*** Opening Supplied data ***

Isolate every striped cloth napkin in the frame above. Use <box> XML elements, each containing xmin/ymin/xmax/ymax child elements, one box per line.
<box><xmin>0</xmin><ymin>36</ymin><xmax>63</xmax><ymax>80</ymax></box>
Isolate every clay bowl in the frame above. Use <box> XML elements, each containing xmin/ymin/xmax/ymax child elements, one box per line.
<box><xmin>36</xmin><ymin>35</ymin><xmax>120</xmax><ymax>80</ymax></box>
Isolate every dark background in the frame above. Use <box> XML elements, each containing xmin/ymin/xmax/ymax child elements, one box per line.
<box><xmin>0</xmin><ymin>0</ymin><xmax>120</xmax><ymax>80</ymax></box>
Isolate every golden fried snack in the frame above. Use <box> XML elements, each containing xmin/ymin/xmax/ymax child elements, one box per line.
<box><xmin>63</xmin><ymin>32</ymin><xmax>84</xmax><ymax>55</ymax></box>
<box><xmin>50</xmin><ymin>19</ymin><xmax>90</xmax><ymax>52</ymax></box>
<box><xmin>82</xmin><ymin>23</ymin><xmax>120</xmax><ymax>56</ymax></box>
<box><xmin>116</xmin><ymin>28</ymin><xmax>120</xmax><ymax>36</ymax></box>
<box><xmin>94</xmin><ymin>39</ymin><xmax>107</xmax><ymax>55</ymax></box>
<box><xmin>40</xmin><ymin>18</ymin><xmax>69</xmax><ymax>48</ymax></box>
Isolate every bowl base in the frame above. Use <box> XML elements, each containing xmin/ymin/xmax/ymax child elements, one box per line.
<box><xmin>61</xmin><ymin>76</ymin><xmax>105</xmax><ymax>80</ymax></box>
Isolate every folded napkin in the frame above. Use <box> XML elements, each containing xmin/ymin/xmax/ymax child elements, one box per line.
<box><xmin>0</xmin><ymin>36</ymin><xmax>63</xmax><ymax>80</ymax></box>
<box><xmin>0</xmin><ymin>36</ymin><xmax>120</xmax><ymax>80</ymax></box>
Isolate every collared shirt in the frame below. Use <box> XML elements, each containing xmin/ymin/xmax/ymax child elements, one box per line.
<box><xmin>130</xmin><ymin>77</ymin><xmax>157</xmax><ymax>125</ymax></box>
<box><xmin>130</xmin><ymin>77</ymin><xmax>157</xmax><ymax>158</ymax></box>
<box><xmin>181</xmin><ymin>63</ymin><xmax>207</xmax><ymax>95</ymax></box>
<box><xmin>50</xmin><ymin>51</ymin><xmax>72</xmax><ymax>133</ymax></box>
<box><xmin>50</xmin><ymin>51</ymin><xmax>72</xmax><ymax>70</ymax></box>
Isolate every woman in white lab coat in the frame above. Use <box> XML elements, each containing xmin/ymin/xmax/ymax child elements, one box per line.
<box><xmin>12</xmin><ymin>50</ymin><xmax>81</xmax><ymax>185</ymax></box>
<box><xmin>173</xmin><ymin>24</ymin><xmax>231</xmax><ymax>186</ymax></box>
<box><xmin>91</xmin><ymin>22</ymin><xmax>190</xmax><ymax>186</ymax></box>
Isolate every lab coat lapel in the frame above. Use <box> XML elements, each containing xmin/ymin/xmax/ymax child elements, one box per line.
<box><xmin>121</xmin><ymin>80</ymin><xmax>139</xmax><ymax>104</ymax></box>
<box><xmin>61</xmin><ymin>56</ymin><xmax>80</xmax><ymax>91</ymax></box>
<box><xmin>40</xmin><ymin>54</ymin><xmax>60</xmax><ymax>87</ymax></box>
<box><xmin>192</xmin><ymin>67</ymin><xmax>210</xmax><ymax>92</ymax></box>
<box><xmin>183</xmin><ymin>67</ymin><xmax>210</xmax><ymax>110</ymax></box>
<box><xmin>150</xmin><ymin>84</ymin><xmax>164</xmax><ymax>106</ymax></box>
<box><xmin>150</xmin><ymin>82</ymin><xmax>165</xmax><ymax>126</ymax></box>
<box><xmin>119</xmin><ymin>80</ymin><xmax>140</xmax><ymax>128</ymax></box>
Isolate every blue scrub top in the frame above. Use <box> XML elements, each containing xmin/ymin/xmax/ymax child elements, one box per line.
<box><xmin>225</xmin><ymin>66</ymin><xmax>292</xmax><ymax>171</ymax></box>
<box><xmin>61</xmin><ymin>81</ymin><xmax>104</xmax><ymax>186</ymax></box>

*** Closing Supplied data ***

§ Requirement:
Output the complete data verbatim.

§ Exercise result:
Isolate every striped cloth napkin in the frame above. Use <box> XML elements, each containing xmin/ymin/xmax/ymax child elements, one box per line.
<box><xmin>0</xmin><ymin>36</ymin><xmax>63</xmax><ymax>80</ymax></box>
Isolate every clay bowl in the frame above. Use <box> XML elements, each containing xmin/ymin/xmax/ymax child elements, one box per line.
<box><xmin>36</xmin><ymin>35</ymin><xmax>120</xmax><ymax>80</ymax></box>
Isolate every dark background in the frame above. Use <box> XML elements, each containing xmin/ymin/xmax/ymax child elements, one box per line.
<box><xmin>0</xmin><ymin>0</ymin><xmax>120</xmax><ymax>80</ymax></box>
Isolate every golden fried snack in the frame above. Use <box> XML elements, each containing xmin/ymin/xmax/ymax child elements, one box per line.
<box><xmin>63</xmin><ymin>32</ymin><xmax>84</xmax><ymax>55</ymax></box>
<box><xmin>50</xmin><ymin>19</ymin><xmax>90</xmax><ymax>52</ymax></box>
<box><xmin>82</xmin><ymin>23</ymin><xmax>120</xmax><ymax>56</ymax></box>
<box><xmin>116</xmin><ymin>28</ymin><xmax>120</xmax><ymax>36</ymax></box>
<box><xmin>94</xmin><ymin>39</ymin><xmax>107</xmax><ymax>55</ymax></box>
<box><xmin>40</xmin><ymin>18</ymin><xmax>69</xmax><ymax>48</ymax></box>
Isolate every bowl base in the frame above. Use <box> XML elements, each containing xmin/ymin/xmax/ymax child elements, one box per line.
<box><xmin>61</xmin><ymin>76</ymin><xmax>105</xmax><ymax>80</ymax></box>
Isolate every folded napkin in the frame above. Use <box> XML elements, each containing xmin/ymin/xmax/ymax child elements, one box per line.
<box><xmin>0</xmin><ymin>36</ymin><xmax>63</xmax><ymax>80</ymax></box>
<box><xmin>0</xmin><ymin>36</ymin><xmax>120</xmax><ymax>80</ymax></box>
Isolate every collared shirt in the frame below. Use <box> XML elements, each containing xmin/ymin/xmax/ymax child elements, one box per line.
<box><xmin>130</xmin><ymin>77</ymin><xmax>157</xmax><ymax>125</ymax></box>
<box><xmin>130</xmin><ymin>77</ymin><xmax>157</xmax><ymax>158</ymax></box>
<box><xmin>181</xmin><ymin>63</ymin><xmax>207</xmax><ymax>95</ymax></box>
<box><xmin>50</xmin><ymin>51</ymin><xmax>72</xmax><ymax>133</ymax></box>
<box><xmin>50</xmin><ymin>51</ymin><xmax>72</xmax><ymax>70</ymax></box>
Isolate every woman in white lab coat in the frame above. Use <box> XML elements, each containing xmin/ymin/xmax/ymax child elements, one box per line.
<box><xmin>12</xmin><ymin>50</ymin><xmax>81</xmax><ymax>185</ymax></box>
<box><xmin>173</xmin><ymin>24</ymin><xmax>231</xmax><ymax>186</ymax></box>
<box><xmin>91</xmin><ymin>22</ymin><xmax>190</xmax><ymax>186</ymax></box>
Isolate every lab coat lapel in the frame above. Use <box> XML elements, each containing xmin/ymin/xmax/ymax child elements, one box per line.
<box><xmin>121</xmin><ymin>80</ymin><xmax>139</xmax><ymax>104</ymax></box>
<box><xmin>61</xmin><ymin>56</ymin><xmax>80</xmax><ymax>91</ymax></box>
<box><xmin>40</xmin><ymin>54</ymin><xmax>60</xmax><ymax>87</ymax></box>
<box><xmin>192</xmin><ymin>67</ymin><xmax>210</xmax><ymax>92</ymax></box>
<box><xmin>183</xmin><ymin>67</ymin><xmax>210</xmax><ymax>110</ymax></box>
<box><xmin>150</xmin><ymin>84</ymin><xmax>164</xmax><ymax>106</ymax></box>
<box><xmin>150</xmin><ymin>82</ymin><xmax>165</xmax><ymax>126</ymax></box>
<box><xmin>119</xmin><ymin>80</ymin><xmax>140</xmax><ymax>128</ymax></box>
Isolate every blue scrub top in the frame above. Use <box> XML elements, each containing xmin/ymin/xmax/ymax child elements, one box per line.
<box><xmin>225</xmin><ymin>66</ymin><xmax>292</xmax><ymax>171</ymax></box>
<box><xmin>61</xmin><ymin>81</ymin><xmax>104</xmax><ymax>186</ymax></box>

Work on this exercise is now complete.